[THE PROBLEM]: In this exercise, every entry is to be copied exactly.

[EXTRACTED ENTRIES]:
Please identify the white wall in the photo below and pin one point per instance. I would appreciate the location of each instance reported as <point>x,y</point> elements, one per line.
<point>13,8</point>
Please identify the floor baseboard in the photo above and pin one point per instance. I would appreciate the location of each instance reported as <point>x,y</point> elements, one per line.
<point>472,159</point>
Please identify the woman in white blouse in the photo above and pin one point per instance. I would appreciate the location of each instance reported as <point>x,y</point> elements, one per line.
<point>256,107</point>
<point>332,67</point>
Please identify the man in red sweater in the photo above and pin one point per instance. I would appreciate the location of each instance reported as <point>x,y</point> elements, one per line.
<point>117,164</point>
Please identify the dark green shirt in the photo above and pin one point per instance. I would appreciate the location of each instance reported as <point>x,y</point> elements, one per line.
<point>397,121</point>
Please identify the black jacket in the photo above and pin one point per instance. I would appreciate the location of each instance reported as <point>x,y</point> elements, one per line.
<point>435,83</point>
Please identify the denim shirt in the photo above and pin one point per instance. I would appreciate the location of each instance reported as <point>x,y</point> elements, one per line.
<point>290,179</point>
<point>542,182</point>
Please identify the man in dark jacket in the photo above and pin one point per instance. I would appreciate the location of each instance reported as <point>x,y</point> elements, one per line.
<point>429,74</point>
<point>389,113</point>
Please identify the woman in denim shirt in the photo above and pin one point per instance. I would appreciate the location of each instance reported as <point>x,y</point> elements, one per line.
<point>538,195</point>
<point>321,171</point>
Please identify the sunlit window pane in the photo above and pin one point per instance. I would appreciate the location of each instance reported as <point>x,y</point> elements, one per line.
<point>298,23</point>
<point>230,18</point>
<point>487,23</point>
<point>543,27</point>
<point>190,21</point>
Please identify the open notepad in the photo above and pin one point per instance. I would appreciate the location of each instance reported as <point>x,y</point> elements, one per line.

[ANSWER BOX]:
Please identify the white wall in the photo below and pin one point per instance. I would appreciate the location of each instance reported as <point>x,y</point> elements, one per line.
<point>13,8</point>
Please identify the floor baseboard in the photo above and pin one point per instance. I would appreciate the location of each instance reported as <point>x,y</point> elements, one per line.
<point>472,159</point>
Please identify the woman in white blouse in the photo above and pin one point per instance. I would appreciate the location of each instance reported as <point>x,y</point> elements, one per line.
<point>256,107</point>
<point>332,67</point>
Please identify the man in red sweater in the photo above and pin one point per instance. I would appreciate the location of each instance reported as <point>x,y</point> elements, one per line.
<point>117,164</point>
Please identify the dark green shirt in the photo above and pin one point per instance. I would appreciate the location of each instance reported as <point>x,y</point> elements, one per line.
<point>397,121</point>
Please identify the black jacket in the photo above and pin one point per instance. I would appreciate the location of each instance reported as <point>x,y</point> elements, one per line.
<point>435,83</point>
Please identify the denim shirt in the photo above and pin one point per instance. I would appreciate the location of each instance reported as <point>x,y</point> elements, one per line.
<point>290,179</point>
<point>542,182</point>
Please identify the man in dark jacket in the photo above and pin one point per instance. I would appreciate the location of each instance reported as <point>x,y</point> elements, one per line.
<point>429,74</point>
<point>389,113</point>
Please identify the woman in denim shirt in the photo above and pin one point per instance. I would appreciate the location of each instance reported as <point>x,y</point> elements, one per line.
<point>538,195</point>
<point>321,171</point>
Please identify the sunlit window pane in the photo above and pin one point per instance. I would appreciate the location of each instance reported as <point>x,y</point> elements, one per line.
<point>298,23</point>
<point>230,18</point>
<point>487,23</point>
<point>543,27</point>
<point>190,21</point>
Please identify the open notepad in the photo above and pin one point per instance. I would appreciate the location of each instance reported as <point>x,y</point> elements, one per line.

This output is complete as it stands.